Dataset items
▼▼▼

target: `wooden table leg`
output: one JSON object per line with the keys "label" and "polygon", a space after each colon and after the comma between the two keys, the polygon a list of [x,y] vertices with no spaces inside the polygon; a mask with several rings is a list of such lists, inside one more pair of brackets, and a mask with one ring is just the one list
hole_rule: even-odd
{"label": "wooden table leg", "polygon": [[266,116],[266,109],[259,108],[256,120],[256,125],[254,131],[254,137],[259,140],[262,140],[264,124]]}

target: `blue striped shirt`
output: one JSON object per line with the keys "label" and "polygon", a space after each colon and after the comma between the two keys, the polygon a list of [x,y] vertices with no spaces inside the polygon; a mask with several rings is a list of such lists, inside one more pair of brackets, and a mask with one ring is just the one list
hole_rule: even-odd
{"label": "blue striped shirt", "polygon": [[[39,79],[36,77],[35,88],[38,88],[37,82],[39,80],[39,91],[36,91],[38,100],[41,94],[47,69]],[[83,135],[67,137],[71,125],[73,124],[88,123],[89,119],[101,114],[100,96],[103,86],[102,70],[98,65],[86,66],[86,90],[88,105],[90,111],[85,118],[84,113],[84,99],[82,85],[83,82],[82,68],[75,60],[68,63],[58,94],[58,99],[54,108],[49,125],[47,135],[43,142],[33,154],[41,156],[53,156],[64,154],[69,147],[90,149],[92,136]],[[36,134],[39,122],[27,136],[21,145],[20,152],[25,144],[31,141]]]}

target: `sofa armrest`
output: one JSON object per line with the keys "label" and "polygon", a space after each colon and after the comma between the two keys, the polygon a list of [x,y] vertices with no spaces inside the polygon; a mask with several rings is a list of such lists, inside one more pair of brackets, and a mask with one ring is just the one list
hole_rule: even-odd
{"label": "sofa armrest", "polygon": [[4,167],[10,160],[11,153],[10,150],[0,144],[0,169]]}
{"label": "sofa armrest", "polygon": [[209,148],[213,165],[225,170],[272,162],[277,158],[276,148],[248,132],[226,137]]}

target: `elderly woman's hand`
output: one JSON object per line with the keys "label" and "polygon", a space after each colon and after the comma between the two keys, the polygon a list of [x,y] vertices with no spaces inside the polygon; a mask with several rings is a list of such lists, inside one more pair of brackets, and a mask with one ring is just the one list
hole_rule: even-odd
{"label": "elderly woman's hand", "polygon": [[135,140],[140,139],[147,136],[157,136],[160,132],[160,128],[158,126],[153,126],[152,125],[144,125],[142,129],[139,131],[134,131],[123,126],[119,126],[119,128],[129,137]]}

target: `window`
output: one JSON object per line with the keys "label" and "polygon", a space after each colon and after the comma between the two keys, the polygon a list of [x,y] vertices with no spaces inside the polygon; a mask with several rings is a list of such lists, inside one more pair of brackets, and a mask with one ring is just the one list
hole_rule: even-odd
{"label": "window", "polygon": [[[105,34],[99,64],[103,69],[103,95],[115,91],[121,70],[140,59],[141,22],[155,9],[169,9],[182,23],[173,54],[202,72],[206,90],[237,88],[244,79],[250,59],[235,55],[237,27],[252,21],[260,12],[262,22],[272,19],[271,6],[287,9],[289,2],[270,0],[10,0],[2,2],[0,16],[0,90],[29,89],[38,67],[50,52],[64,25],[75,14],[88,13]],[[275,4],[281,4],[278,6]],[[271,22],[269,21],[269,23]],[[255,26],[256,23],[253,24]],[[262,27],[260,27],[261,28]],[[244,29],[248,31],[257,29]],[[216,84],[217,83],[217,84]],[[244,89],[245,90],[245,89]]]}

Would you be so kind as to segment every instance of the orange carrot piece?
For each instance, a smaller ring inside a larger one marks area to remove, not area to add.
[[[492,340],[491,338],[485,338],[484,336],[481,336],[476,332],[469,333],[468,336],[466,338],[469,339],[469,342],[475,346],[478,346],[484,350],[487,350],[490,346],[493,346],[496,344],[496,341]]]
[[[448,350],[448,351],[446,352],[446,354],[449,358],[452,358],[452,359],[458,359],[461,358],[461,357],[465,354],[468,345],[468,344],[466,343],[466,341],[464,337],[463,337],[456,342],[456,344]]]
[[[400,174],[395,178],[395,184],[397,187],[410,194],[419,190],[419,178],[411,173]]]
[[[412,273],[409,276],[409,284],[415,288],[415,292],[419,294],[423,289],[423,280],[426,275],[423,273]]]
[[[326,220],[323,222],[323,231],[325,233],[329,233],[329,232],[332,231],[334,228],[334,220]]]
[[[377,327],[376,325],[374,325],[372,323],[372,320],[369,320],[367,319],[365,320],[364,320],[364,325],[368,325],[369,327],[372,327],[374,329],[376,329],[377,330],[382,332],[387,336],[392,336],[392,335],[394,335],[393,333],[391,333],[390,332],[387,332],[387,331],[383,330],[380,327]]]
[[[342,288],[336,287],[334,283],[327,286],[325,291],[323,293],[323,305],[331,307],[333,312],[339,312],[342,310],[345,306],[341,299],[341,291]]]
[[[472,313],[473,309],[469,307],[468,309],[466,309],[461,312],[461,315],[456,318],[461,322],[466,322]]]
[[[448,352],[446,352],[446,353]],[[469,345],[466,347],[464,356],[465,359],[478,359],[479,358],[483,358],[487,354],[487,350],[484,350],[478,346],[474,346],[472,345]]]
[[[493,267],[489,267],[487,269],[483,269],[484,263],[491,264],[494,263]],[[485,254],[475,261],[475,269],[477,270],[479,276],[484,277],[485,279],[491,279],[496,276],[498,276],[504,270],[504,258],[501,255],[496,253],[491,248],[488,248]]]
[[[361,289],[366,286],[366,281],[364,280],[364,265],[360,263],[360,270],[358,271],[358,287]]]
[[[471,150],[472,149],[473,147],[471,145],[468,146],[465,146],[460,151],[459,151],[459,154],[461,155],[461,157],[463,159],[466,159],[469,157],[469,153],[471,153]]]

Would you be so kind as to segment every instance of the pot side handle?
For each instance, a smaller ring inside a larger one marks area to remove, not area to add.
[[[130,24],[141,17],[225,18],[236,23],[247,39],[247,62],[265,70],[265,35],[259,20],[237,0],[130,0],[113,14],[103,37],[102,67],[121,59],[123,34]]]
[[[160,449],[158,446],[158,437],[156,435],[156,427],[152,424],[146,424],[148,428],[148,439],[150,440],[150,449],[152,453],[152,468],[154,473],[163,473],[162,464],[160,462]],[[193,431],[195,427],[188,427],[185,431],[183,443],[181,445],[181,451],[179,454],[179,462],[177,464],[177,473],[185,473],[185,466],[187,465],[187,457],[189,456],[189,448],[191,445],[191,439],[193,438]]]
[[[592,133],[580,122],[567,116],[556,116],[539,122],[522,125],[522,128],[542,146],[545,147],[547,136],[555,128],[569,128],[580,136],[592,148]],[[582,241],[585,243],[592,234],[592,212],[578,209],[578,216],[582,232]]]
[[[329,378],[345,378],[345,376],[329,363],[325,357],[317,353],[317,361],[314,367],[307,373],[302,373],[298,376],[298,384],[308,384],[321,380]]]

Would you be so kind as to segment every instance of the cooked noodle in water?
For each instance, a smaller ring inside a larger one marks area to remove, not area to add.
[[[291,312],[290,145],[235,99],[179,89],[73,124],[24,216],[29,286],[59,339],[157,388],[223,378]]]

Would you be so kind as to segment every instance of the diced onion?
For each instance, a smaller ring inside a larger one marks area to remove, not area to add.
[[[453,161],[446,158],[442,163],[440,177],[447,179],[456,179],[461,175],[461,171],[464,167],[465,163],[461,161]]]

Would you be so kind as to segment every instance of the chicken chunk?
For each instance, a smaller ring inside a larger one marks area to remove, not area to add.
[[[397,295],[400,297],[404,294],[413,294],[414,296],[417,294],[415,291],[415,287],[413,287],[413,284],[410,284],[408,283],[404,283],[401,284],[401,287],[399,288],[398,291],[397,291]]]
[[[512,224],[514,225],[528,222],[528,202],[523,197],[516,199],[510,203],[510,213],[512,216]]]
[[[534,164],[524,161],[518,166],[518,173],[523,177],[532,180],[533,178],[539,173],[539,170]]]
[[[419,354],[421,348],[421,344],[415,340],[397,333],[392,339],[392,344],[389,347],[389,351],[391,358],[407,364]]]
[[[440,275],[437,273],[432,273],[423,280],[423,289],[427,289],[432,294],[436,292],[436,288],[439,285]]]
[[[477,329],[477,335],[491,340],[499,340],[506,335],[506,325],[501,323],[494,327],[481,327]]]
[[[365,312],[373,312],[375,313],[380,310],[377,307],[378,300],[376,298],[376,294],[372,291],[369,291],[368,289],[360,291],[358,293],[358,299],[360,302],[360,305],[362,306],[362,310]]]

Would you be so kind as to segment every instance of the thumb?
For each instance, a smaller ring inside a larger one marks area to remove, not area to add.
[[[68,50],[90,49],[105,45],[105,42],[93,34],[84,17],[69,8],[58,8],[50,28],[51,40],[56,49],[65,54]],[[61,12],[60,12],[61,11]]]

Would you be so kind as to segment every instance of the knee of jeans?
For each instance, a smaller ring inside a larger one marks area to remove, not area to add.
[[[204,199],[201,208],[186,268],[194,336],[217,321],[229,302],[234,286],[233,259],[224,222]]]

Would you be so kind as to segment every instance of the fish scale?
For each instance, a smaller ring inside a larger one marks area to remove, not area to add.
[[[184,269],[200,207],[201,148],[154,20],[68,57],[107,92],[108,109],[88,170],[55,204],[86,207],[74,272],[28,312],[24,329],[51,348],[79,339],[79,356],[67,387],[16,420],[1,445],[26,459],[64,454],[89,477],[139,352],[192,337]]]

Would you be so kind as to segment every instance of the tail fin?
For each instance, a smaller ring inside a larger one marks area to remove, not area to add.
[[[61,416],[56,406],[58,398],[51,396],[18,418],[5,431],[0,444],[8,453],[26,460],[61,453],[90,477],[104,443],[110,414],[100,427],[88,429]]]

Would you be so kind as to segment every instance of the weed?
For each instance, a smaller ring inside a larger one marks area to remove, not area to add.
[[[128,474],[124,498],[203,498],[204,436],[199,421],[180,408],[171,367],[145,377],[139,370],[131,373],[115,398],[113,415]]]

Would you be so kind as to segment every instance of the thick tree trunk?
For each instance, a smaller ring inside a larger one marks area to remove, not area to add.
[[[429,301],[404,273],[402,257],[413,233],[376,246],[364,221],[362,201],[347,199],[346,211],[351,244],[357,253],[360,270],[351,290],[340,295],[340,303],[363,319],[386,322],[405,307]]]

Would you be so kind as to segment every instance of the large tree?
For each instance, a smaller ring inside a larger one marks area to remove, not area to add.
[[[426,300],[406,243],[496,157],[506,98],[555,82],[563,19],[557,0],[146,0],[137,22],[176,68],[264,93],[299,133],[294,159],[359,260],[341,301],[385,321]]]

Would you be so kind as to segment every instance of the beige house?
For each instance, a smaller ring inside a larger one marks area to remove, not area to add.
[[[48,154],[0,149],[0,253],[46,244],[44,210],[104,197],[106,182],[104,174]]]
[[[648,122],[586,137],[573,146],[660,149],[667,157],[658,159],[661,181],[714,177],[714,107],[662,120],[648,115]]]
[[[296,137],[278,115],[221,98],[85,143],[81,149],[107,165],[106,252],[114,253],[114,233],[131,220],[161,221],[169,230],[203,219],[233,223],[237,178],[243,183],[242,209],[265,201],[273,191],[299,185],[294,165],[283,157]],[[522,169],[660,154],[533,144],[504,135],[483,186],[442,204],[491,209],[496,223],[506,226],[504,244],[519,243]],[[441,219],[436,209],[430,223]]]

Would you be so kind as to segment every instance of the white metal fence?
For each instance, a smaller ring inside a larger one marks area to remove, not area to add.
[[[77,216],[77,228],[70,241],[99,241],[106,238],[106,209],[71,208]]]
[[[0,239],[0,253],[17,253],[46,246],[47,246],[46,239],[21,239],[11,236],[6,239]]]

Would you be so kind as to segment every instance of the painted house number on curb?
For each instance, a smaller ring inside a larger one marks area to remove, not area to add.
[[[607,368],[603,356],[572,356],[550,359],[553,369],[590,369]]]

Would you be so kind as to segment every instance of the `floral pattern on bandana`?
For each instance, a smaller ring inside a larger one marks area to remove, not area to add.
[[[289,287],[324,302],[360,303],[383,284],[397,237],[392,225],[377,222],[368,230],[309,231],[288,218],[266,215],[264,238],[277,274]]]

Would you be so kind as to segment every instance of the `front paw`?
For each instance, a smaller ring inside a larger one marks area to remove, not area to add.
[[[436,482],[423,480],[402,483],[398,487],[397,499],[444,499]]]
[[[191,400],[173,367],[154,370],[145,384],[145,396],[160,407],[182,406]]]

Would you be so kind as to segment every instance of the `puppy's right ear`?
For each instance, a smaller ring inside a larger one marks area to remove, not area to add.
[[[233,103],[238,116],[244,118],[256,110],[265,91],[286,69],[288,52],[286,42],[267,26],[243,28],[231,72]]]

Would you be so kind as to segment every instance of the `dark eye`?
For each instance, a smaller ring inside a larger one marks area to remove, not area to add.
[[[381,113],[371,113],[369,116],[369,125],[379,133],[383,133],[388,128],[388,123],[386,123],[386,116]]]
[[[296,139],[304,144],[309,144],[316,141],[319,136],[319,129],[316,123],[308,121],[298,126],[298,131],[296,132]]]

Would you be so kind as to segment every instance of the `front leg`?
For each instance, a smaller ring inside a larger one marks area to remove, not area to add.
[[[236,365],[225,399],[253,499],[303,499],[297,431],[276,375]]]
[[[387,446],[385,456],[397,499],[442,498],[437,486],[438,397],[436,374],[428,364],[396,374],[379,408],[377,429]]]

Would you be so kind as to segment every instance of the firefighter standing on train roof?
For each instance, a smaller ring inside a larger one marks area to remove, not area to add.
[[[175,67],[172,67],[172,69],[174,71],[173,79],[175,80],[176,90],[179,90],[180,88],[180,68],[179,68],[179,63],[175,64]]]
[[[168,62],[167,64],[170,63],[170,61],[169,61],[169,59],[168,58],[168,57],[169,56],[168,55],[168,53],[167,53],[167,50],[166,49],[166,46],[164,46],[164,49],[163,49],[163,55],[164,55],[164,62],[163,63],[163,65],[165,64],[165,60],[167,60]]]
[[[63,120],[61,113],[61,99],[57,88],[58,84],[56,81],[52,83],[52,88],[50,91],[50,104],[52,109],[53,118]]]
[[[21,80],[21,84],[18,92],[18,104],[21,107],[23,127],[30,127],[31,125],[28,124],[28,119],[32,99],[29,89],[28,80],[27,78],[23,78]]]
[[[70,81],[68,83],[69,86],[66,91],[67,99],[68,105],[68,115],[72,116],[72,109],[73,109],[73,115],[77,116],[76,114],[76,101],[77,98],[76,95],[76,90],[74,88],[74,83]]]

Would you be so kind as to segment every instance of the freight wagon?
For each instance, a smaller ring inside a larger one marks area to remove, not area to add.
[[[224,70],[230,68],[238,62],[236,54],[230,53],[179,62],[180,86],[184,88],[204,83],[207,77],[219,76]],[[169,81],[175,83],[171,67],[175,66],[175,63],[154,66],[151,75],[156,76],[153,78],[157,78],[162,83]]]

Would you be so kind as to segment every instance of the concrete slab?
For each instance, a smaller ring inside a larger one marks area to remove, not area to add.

▲▲▲

*To do*:
Find "the freight wagon?" in the data above, then repeat that line and all lines after it exactly, ending with the final line.

*Correct output*:
Would you be so kind as to segment every instance of the freight wagon?
For each instance, a smaller ring inside a larger one marks area to remove, not area to add.
[[[224,70],[230,68],[238,62],[236,54],[230,53],[179,62],[180,86],[184,88],[204,83],[207,77],[219,76]],[[169,81],[175,83],[171,67],[175,66],[175,63],[154,66],[151,75],[156,76],[153,78],[157,78],[162,83]]]

Would you be so kind as to segment every instance of the concrete slab?
For each instance, a smaller ring inside a larger one marks area to remove, not area to add.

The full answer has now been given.